--- WHAT TO WORK ON ---
Reproduce the records below exactly as they appear, omitting any pictures they contain.

start RECORD EXTRACTS

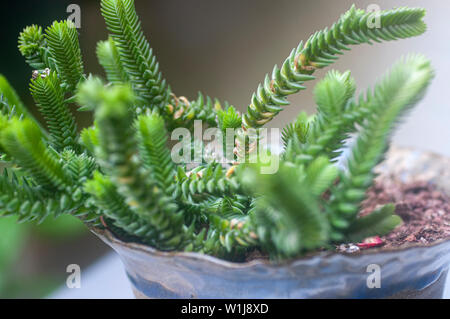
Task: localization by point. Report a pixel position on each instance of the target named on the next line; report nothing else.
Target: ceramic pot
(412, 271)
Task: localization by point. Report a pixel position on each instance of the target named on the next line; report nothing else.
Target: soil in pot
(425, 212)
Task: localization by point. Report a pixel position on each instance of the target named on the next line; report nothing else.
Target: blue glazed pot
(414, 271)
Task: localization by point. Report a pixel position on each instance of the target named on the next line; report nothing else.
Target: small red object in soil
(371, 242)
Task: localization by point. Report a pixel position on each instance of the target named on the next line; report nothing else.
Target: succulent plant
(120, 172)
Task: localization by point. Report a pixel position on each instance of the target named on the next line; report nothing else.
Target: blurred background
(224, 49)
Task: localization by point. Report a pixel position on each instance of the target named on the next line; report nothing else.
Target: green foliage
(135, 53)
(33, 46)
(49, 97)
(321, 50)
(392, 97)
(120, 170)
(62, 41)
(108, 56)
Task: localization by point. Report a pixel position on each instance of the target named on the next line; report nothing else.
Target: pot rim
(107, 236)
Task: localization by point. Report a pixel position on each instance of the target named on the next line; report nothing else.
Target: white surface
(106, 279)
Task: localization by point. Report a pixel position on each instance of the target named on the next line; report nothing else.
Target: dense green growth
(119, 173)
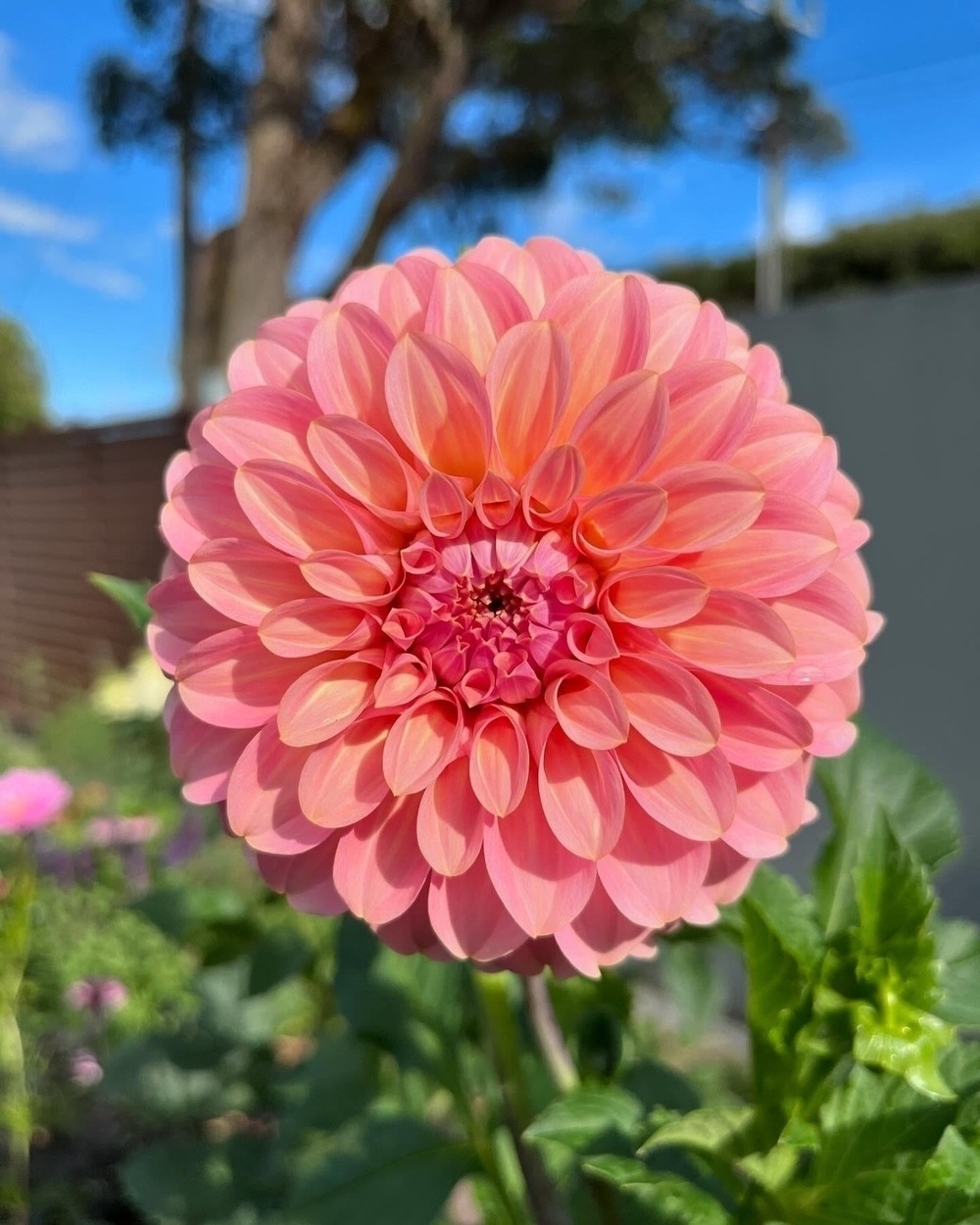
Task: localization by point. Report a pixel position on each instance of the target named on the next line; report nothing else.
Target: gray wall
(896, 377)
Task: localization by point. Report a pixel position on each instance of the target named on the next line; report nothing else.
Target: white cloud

end RECORD EXTRACTS

--- EXPECTED ANSWER ---
Task: localization by point. Report a pixel position on each instance of the target named on the next line; report nothing else.
Target: ceramic pot
(412, 271)
Task: localization by point. Report a pixel position on each instance of the target named on the next line; report nothing else.
Target: soil in pot
(425, 212)
Task: localization by point. Report a pixel position on each instance of the target named on the next line; report nothing else.
Target: blue glazed pot
(414, 271)
Task: localization by point. Report a pixel position on each instance of the target named on the next line; report nothing else.
Target: small red object in soil
(371, 242)
Task: localization by point. Report a pixel position on each instance of the target named on the next line; report nothing else.
Target: succulent plant
(120, 172)
Task: localization by point. Report a pixel position on each instance of the target named on the next line; report nothing else.
Target: blurred background
(224, 49)
Task: localization by point. Report a pixel position on each instance of the target named on the next line; report nothing else.
Target: green foliage
(135, 53)
(33, 46)
(49, 97)
(321, 50)
(392, 97)
(120, 170)
(62, 41)
(108, 56)
Task: localization by point. Report a pixel position on each instance of the target named on the next line; report nothing else.
Target: pot rim
(107, 236)
Task: localization by point. Report a pixel position on each instance of the target named on the next line; report nothing else.
Target: white surface
(106, 279)
Task: localization by point. Report a pixel position on each instance of the target named on the next line; report nothing else.
Target: dense green growth
(119, 173)
Task: localization by point. Report a pixel position on each instance of the target named on the next line; report nothing else.
Target: gray wall
(896, 377)
Task: localization by point. Report a pixel position on each instance of the target named on the next line; report nothing else.
Target: white cloud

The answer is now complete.